EXERCISE
From the line containing "Target: building" to the end of the listing, write out every line exactly; leave out everything else.

TASK INPUTS
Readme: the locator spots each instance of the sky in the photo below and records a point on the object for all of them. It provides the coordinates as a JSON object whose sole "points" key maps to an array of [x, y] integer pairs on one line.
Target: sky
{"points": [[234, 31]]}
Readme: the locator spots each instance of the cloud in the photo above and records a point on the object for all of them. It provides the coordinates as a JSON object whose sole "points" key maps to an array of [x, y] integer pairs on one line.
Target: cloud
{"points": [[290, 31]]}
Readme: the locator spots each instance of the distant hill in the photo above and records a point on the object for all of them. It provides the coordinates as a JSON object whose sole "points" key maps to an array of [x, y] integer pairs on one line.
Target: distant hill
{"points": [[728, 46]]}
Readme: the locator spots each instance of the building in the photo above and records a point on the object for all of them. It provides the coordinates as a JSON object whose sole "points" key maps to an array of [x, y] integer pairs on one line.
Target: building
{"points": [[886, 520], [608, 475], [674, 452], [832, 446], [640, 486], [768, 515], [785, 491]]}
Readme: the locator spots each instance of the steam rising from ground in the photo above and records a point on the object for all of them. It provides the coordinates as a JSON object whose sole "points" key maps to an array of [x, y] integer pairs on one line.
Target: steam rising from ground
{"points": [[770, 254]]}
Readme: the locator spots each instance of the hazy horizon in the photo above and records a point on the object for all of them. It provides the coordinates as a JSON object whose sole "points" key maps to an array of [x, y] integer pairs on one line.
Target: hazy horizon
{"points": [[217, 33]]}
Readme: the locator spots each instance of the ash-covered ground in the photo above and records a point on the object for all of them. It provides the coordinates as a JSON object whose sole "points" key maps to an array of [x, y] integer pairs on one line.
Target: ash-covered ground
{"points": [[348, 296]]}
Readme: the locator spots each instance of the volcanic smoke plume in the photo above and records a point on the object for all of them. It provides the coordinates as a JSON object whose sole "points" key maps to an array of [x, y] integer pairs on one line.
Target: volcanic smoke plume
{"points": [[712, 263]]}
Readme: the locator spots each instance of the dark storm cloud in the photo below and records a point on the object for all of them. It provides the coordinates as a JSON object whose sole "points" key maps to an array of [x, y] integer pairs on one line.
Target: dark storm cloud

RESULT
Target: building
{"points": [[886, 520], [608, 475], [674, 452], [832, 446], [640, 486], [768, 515], [785, 491]]}
Readme: the locator spots each instance of the steam rising from ground in the photo above and records a point on the object for all of them. It provides the coordinates as a JSON object whose sole "points" key maps to an array of [x, y] integer pairs on one line.
Target: steam rising from ground
{"points": [[770, 254]]}
Readme: the locator spots each instance of the hazy horizon in the photo above and records a point on the object for all of them. It provides the coordinates as a JSON object whose sole "points" key maps to an array of [x, y] integer pairs on one line.
Target: hazy horizon
{"points": [[217, 33]]}
Readme: the locator spots each instance of the ash-covered ground in the photo above and records a point on the object for all of them. It provides the coordinates as a JSON object whose sole "points" key maps to an array of [x, y] integer pairs on one line.
Target: ash-covered ground
{"points": [[348, 296]]}
Readme: the locator spots each instance of the volcanic smoke plume in the photo above and records a point on the object for all of them. It provides the coordinates as a JSON object whose sole "points" key maps to an array of [x, y] integer pairs on one line.
Target: volcanic smoke plume
{"points": [[712, 263]]}
Readme: the locator spots each instance of the dark storm cloud in the photo below and records a point on the object for all of them. It provides the coordinates as a JSON object whose sole "points" key maps to an array of [x, y] integer pairs on one line.
Target: dark storm cloud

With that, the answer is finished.